• [Provided data]:

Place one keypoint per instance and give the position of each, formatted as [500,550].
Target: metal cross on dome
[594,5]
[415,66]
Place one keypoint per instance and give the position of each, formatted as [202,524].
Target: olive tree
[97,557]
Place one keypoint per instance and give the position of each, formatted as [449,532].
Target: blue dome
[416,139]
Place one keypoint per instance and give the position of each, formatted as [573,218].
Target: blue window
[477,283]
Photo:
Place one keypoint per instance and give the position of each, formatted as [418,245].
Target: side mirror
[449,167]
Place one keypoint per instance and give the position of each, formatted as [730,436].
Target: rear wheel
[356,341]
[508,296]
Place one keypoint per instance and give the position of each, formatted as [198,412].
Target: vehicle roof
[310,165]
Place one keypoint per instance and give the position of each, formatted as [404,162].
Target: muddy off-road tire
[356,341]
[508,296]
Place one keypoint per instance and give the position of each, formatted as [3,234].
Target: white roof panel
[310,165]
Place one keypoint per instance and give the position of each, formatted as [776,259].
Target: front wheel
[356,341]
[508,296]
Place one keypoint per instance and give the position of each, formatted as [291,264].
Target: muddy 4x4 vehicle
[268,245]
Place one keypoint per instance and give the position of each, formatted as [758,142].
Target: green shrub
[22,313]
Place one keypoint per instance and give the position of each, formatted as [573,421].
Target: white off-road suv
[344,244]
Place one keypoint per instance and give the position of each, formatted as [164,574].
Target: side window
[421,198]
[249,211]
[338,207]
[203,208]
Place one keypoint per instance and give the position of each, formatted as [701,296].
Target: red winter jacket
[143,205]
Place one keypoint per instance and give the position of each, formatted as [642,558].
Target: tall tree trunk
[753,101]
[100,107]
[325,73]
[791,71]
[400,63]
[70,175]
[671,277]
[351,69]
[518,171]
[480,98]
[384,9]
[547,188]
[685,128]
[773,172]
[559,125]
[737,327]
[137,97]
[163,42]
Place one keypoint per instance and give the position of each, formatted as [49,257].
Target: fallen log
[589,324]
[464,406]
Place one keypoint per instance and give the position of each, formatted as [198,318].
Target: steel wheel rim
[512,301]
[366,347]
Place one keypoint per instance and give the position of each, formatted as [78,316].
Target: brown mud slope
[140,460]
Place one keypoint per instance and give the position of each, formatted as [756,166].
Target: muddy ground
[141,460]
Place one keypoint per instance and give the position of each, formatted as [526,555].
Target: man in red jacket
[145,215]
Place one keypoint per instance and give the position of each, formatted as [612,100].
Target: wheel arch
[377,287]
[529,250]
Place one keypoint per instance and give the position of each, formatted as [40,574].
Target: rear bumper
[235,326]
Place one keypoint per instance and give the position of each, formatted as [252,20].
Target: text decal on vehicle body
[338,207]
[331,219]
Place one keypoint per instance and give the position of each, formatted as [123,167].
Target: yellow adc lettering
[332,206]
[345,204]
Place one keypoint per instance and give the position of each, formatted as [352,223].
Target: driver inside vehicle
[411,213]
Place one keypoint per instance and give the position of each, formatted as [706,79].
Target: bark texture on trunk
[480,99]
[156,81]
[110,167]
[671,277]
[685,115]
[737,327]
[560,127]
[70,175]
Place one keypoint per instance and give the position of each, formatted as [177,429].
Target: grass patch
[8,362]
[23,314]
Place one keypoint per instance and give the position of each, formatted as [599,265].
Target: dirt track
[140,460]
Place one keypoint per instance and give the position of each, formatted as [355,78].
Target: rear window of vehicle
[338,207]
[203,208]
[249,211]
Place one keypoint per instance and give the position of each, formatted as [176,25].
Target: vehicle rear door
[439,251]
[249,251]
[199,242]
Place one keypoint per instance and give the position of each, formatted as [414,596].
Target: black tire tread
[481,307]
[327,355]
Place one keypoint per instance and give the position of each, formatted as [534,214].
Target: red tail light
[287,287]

• [Exercise instructions]: Format the data from the line with "formatted as [355,78]." through the end as a two-column CSV with the header input,output. Give one row for each text and its answer, with each in a single quoted field and any line breaks replaced by spaces.

• [Answer to the problem]:
input,output
"Place one keypoint per instance and give the position of each, formatted as [355,78]. Target: rear window of vehicle","[338,207] [203,208] [249,211]"
"Place one keypoint per instance and give the position of each, formatted as [176,25]. Target: vehicle rear door","[439,251] [249,251] [199,242]"
"Place one keypoint per instance and give the position of each, formatted as [414,596]. Target: black tire tread","[481,307] [327,355]"
"Place one keypoint per instance and give the position of each, formatted as [534,214]. Target: red tail light","[287,287]"